**Task material:**
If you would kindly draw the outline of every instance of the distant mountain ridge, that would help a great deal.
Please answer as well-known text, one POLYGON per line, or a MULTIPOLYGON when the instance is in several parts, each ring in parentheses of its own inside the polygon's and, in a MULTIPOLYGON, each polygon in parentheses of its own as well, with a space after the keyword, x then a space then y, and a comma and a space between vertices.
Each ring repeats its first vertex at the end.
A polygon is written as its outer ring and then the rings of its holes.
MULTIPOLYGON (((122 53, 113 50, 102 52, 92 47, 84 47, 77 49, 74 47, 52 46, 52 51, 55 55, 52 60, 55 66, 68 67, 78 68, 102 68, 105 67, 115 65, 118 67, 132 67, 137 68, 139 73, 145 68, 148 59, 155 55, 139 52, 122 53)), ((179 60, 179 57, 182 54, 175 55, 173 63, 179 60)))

--

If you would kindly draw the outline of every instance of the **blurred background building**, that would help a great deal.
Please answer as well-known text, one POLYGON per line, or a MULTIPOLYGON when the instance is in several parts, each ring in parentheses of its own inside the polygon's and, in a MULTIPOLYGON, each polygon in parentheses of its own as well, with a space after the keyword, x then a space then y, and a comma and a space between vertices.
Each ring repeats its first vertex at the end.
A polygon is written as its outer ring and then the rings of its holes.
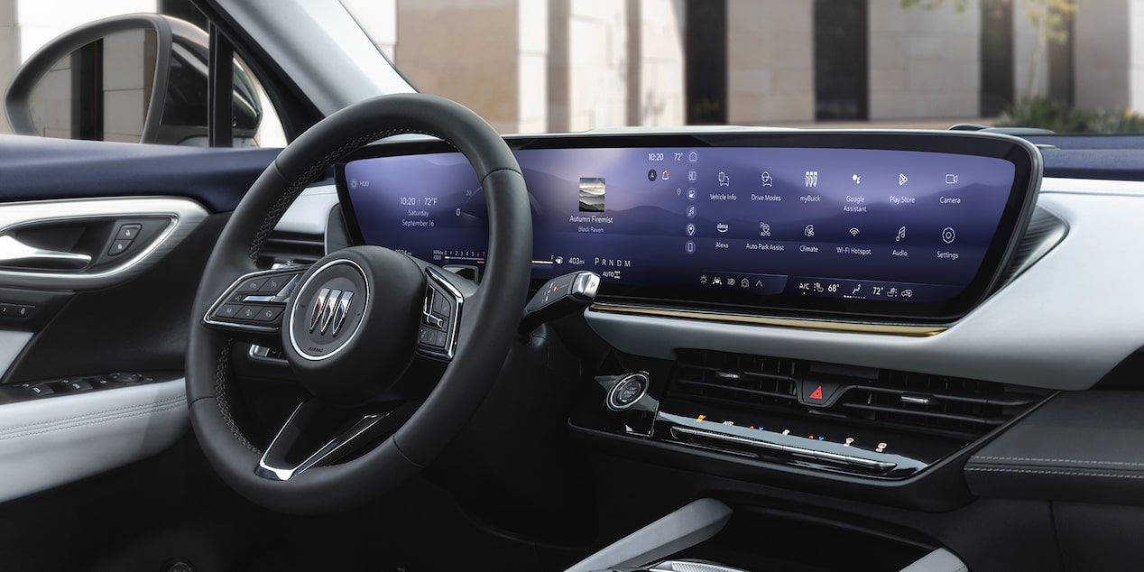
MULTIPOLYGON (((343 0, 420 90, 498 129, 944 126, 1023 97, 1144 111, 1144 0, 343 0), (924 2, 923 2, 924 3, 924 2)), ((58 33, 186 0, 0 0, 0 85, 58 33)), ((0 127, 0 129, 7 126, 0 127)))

**Directive:**
Pick out every line of the material that contains the word "deal".

**Final result:**
If you would kindly draw the outline of every instance of the distant mountain ridge, that would help a great deal.
If you would kindly draw the outline of every instance of the **blurred background building**, that would help a great deal.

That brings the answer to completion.